>>>

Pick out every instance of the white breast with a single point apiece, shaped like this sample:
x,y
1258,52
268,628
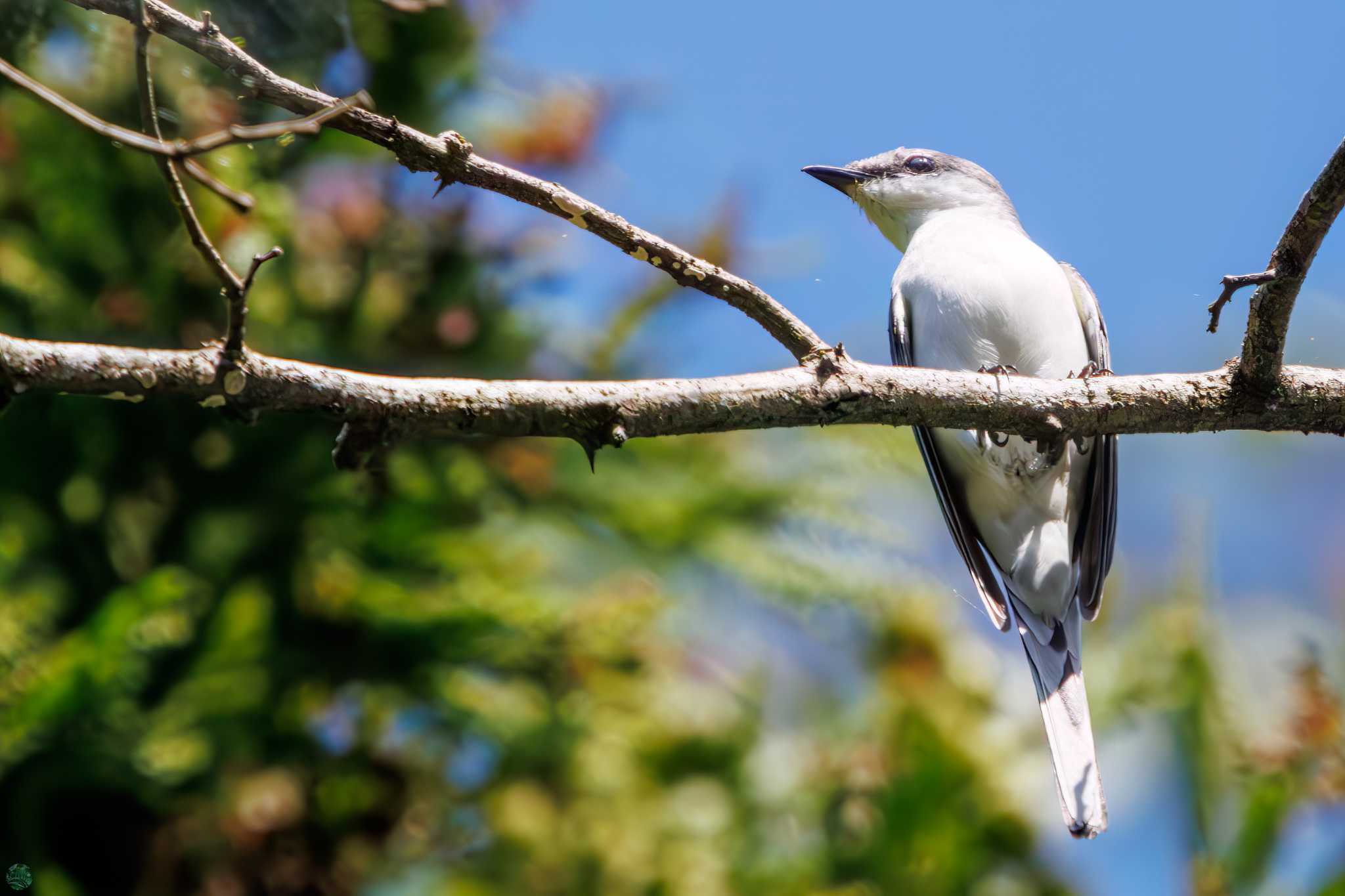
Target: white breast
x,y
978,292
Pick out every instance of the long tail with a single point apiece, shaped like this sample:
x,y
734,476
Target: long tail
x,y
1053,657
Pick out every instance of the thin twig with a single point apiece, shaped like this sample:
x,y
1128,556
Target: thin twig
x,y
238,305
1234,282
179,148
1270,308
452,159
241,200
150,120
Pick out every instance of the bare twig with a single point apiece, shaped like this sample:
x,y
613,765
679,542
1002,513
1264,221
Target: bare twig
x,y
156,146
1234,282
452,159
603,413
150,121
242,202
1271,305
238,304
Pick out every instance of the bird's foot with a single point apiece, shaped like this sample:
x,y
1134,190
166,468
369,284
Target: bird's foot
x,y
1090,371
985,437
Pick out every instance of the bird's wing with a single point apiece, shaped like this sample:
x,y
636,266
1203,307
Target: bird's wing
x,y
954,512
1097,535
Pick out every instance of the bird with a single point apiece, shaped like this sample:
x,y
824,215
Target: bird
x,y
973,292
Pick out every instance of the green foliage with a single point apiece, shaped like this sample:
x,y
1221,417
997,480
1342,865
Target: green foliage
x,y
477,668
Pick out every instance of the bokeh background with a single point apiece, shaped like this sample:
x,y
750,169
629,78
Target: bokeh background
x,y
736,664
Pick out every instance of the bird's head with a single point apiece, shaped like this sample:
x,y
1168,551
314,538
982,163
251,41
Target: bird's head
x,y
903,188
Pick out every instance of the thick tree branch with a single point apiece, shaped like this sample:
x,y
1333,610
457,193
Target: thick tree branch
x,y
826,389
452,159
1270,307
608,413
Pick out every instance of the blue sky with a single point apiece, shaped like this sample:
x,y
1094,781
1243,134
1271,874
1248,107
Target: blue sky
x,y
1157,147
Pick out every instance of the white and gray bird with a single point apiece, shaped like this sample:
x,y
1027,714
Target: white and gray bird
x,y
974,293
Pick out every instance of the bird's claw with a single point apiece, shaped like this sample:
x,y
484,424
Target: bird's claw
x,y
1090,371
988,437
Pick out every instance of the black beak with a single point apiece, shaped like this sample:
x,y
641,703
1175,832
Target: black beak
x,y
838,178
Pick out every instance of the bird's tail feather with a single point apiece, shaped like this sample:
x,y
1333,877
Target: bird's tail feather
x,y
1064,708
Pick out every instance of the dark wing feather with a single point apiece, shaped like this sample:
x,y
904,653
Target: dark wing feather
x,y
956,515
1097,535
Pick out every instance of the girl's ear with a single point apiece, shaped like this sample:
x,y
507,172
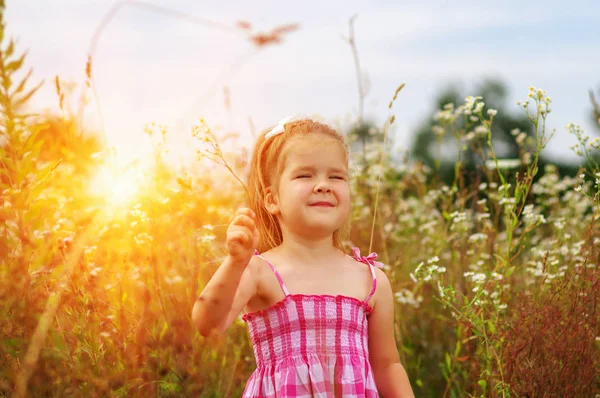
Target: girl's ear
x,y
271,202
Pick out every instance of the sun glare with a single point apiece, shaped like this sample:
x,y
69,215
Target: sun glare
x,y
118,186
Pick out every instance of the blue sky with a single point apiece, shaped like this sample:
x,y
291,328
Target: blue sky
x,y
153,68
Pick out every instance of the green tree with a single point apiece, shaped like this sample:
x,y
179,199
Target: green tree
x,y
494,95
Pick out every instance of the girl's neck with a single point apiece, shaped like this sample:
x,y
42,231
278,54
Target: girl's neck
x,y
308,249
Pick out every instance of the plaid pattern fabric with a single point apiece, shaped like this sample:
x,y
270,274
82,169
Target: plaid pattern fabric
x,y
311,346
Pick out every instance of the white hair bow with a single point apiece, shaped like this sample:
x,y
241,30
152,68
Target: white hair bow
x,y
280,128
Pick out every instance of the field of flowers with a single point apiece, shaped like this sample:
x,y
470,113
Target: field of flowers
x,y
496,274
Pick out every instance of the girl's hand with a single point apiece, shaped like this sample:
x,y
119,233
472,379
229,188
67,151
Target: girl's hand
x,y
242,237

<<<

**Work instruction**:
Before you return the listing exactly, strip out its pictures.

**Result of this exercise**:
Pick out every instance of the white breast with a single point apiece, shaped like this sample:
x,y
1258,52
268,628
Target: white breast
x,y
978,292
Pick out every instance of the long tail with a single point apiece, shaped like this sample:
x,y
734,476
Target: long tail
x,y
1053,657
Pick out every instance of the thin twig with a single point apiece, shaped like this sample:
x,y
1128,556
Target: thin twig
x,y
238,305
1234,282
179,148
1270,308
452,159
241,200
150,120
Pick out every instance of the bare twig with a single point apiece, shaped like this sample:
x,y
613,765
679,542
1002,513
1264,221
Target: bare twig
x,y
156,146
1234,282
452,159
603,413
150,121
242,202
1271,305
238,304
Pick out every instance of the bird's foot with a single point apiece, shaped like this sample:
x,y
1134,190
166,468
369,284
Target: bird's foot
x,y
1090,371
985,437
Pick out every instance of the bird's wing with a single point apiece, shaped like this sample:
x,y
636,266
1203,307
Target: bird's wing
x,y
954,512
1097,535
Pick out every instance of the bird with a single point apiece, shaped like this sample:
x,y
824,215
Target: bird
x,y
973,292
Pick out every instance of the green foliage with a single point apiece, shaped like this sample:
x,y
1221,417
997,480
1342,865
Target: green foliage
x,y
477,668
Pick out every instance of the bokeh background with a single point apiece, shaped like this sample:
x,y
750,169
629,78
Target: bokeh background
x,y
736,664
Pick out every instance of the bird's head with a single point apiece, shaped like this sample:
x,y
1168,551
314,538
982,163
251,41
Target: bird's head
x,y
903,188
Pick out every instance of the thick tree branch with a single point apiece, shaped like this sample:
x,y
1333,610
457,193
Target: thick tree branch
x,y
826,389
452,159
1270,307
608,413
Pick out every instance of the blue sky with a single point apiece, shaped like this sample:
x,y
1094,781
1243,134
1271,874
1248,107
Target: blue sky
x,y
1157,147
Pick out every instance of the white and gray bird with a single point apiece, shaped like this sample:
x,y
1027,714
Target: white and gray bird
x,y
974,293
Pick out every instance of the bird's claw with a single point apiece, shaped like this sample:
x,y
484,424
Target: bird's claw
x,y
1090,371
988,437
Pick out every instance of the black beak with a single point apiece, shaped like this sample:
x,y
641,703
1175,832
Target: black beak
x,y
838,178
Pick out every instance of the bird's tail feather with a single point apiece, shaped like this sample:
x,y
1333,877
Target: bird's tail feather
x,y
1064,708
Pick out every instance of the dark wing feather with a single point apiece, shaped like this sample:
x,y
904,653
Target: dark wing feather
x,y
956,515
1097,535
Pick out every instance of the girl's ear with a single point apiece, shaped like this sample:
x,y
507,172
Target: girl's ear
x,y
271,202
Pick out every instance of the sun glare with a single point apiece, shaped like this sample:
x,y
69,215
Target: sun glare
x,y
118,186
Pick out every instance of the blue sky with a single point apiece, shaped like this sample:
x,y
291,328
Target: blue sky
x,y
153,68
Pick out every instance of the green tree with a single point apiece, shaped like this sample:
x,y
179,199
Target: green tree
x,y
494,95
Pick out every instance of the girl's neck with a single point apiece, shaped like this sample:
x,y
42,231
278,54
Target: girl's neck
x,y
308,249
Pick out every instance of the plaid pattern fabric with a single point apiece, shaped like this sample:
x,y
270,274
82,169
Target: plaid pattern fabric
x,y
311,346
Pick out every instance of the white hair bow with a single point apiece, shaped like this sample:
x,y
241,30
152,68
Target: white hair bow
x,y
280,128
Pick out every instance of the field of flowers with a single point apiece, shaped like this sample:
x,y
470,113
Target: field of flowers
x,y
496,274
Pick out every instance of the girl's hand with a single point apiece, shaped like this sample:
x,y
119,233
472,379
229,188
67,151
Target: girl's hand
x,y
242,237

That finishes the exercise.